=== What is needed ===
Reproduce the part of the green hair algae thread below that begins at the words "What are your" and ends after the words "5 for nitrate.".

:: Document segment ::

# Green hair algae outbreak. Help!



## lauraleellbp (Feb 3, 2008)

What are your ammonia, nitrIte and nitrAte readings? Did you cycle your tank before adding fish?


----------



## natdc2 (Mar 3, 2008)

I took an establish filter from another tank and place it into this tank for a week before adding in the fish. The reading I got was 0 for ammonia, 0 for nitrite, and 5 for nitrate.


----------



## lauraleellbp (Feb 3, 2008)

Try double-dosing excel and a blackout for a few days. I'd keep an eye on those water parameters, though- I suspect since your tank hasn't been set up very long that this is New Tank Syndrome and the hair algae probably is a response the the cycle not having quite caught up with your bioload yet?


----------



## natdc2 (Mar 3, 2008)

I will prob. try that method Laura. But I was wondering if the blackout for a few days would destroy the HC or not?


----------



## lauraleellbp (Feb 3, 2008)

HMMM it is newly in there, isn't it... Just keep an eye on it? Maybe keep the light on for just an hour or two each day, but off the rest? Partial blackout?


----------



## natdc2 (Mar 3, 2008)

Alrighty I will try that and see what happen. Hopefully the green algae hair goes away heh.


----------



## BiscuitSlayer (Apr 1, 2005)

It might be the amount of light along with being a fairly new tank. Boosting CO2 production would probably have the biggest impact, but since you are doing DIY, that might be much more difficult to achieve.

The Excel treatment does work. There is an excellent sticky in the algae forum for treating BBA algae. It works with a number of other types of algae as well. Spot treating works the best. Basically just shut off the lights for 20 to 45 minutes and use a tippet or syringe to apply the Excell just above where the algae is. You will also want the filter off during this process.

After a few days of this treatment, the algae will turn either red or white and then you know it is starting to come under control. 

The main problem by using the metod above though is that you are putting a bandaid on the problem rather than finding out what caused the issue.

I have overdosed Iron into the tank and almost immediately saw hair algae pop up within the next few days. There might be a correlation there.


----------



## natdc2 (Mar 3, 2008)

Ye I've really though it over and thinking it could either coming from the amount of lights on everyday or putting in the tetras too early. But I'm leaning more toward the lighting. For the past 6 days I been leaving on the light for a maximum of 7-7.5 hours, but iono why but today I decided to leave it on for about 8.2 hours. An hour before I go and turn off the light, everything was normal...no signs of algae or anything. Came back in an hour and bammm, freaked out once I saw the hair algae lmao..

:::
:: Dataset section ::

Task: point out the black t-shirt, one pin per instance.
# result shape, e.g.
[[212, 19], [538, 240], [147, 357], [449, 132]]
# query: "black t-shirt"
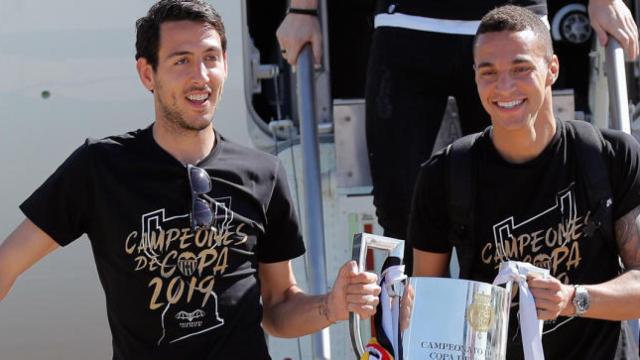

:::

=== Result ===
What are your ammonia, nitrIte and nitrAte readings? Did you cycle your tank before adding fish?


----------



## natdc2 (Mar 3, 2008)

I took an establish filter from another tank and place it into this tank for a week before adding in the fish. The reading I got was 0 for ammonia, 0 for nitrite, and 5 for nitrate.